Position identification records
◆ ◆ ◆ ◆
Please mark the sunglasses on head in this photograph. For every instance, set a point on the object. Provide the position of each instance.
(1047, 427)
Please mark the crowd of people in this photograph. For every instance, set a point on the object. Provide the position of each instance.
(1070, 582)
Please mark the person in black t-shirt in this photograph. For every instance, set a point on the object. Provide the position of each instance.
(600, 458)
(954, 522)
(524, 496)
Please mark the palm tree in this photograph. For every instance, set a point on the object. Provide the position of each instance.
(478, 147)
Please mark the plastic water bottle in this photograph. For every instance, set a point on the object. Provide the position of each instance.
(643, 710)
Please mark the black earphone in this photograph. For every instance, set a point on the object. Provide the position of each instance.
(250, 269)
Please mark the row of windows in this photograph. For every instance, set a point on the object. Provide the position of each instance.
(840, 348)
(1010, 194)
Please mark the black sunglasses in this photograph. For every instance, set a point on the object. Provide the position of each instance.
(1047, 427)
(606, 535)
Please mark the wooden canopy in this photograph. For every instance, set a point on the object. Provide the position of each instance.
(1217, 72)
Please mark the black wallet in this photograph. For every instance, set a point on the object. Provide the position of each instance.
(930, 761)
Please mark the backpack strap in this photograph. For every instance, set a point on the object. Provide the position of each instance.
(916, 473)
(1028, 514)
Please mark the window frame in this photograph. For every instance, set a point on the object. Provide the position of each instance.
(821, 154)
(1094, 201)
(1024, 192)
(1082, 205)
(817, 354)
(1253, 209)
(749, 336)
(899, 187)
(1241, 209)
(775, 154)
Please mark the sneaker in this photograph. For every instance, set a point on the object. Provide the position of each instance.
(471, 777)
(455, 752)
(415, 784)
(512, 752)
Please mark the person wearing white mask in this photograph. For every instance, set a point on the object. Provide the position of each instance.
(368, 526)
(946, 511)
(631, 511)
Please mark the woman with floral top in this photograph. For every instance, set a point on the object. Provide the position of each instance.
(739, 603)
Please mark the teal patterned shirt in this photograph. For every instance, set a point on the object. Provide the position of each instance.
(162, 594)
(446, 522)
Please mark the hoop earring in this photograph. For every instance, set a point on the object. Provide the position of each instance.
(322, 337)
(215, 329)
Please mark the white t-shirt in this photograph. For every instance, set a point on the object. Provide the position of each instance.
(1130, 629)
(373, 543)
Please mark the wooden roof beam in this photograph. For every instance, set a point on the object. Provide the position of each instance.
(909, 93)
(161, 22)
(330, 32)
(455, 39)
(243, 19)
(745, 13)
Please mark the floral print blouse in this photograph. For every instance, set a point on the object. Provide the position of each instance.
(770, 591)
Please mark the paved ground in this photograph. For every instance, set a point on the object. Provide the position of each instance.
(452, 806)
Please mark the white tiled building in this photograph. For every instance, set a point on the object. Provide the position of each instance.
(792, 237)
◆ ◆ ◆ ◆
• _Directions for this task_: Please turn the listing, from its start through the line containing "(1028, 514)", into a JSON list of strings, one string per line, leaving out blank lines.

• _Full solution_:
[
  "Please mark the sunglasses on head in this photograph. For every instance, set a point on the object. Provide the position of each instance.",
  "(1047, 427)",
  "Please mark the crowd of people in this photograph. For every instance, set a point on the object. Provide the position of each instance.",
  "(1070, 582)",
  "Please mark the person in black t-shirt in this photograph. For every instance, set a point on the object. Provide the position of each instance.",
  "(600, 458)",
  "(954, 522)",
  "(524, 496)",
  "Please mark the palm tree in this photograph. For every instance, set a point on the object. Provide the position of each instance.",
  "(478, 147)",
  "Please mark the plastic water bottle in this photograph. For every instance, set a point on the object. Provide the position of each instance.",
  "(643, 710)",
  "Please mark the black earphone in this photograph. For every instance, set a point on the object. Provide the position of each instance.",
  "(250, 269)",
  "Please mark the row of windows in this photograph. For every instance, set a point on the object. Provide the position of each instance.",
  "(840, 348)",
  "(1010, 194)",
  "Please mark the black sunglasses in this photograph. For every instance, set a point on the object. Provide the position of each instance.",
  "(1047, 427)",
  "(606, 535)",
  "Please mark the wooden canopy in this photograph. For every instance, set a point on the object. Provide the position of each instance.",
  "(1217, 72)",
  "Please mark the black wallet in this photograph. For every instance, set a point on the object. Provide the position of each instance.",
  "(930, 761)",
  "Please mark the backpack strap in this photograph. For every instance, set a point on the object. Provide the position of each instance.",
  "(916, 473)",
  "(1028, 514)"
]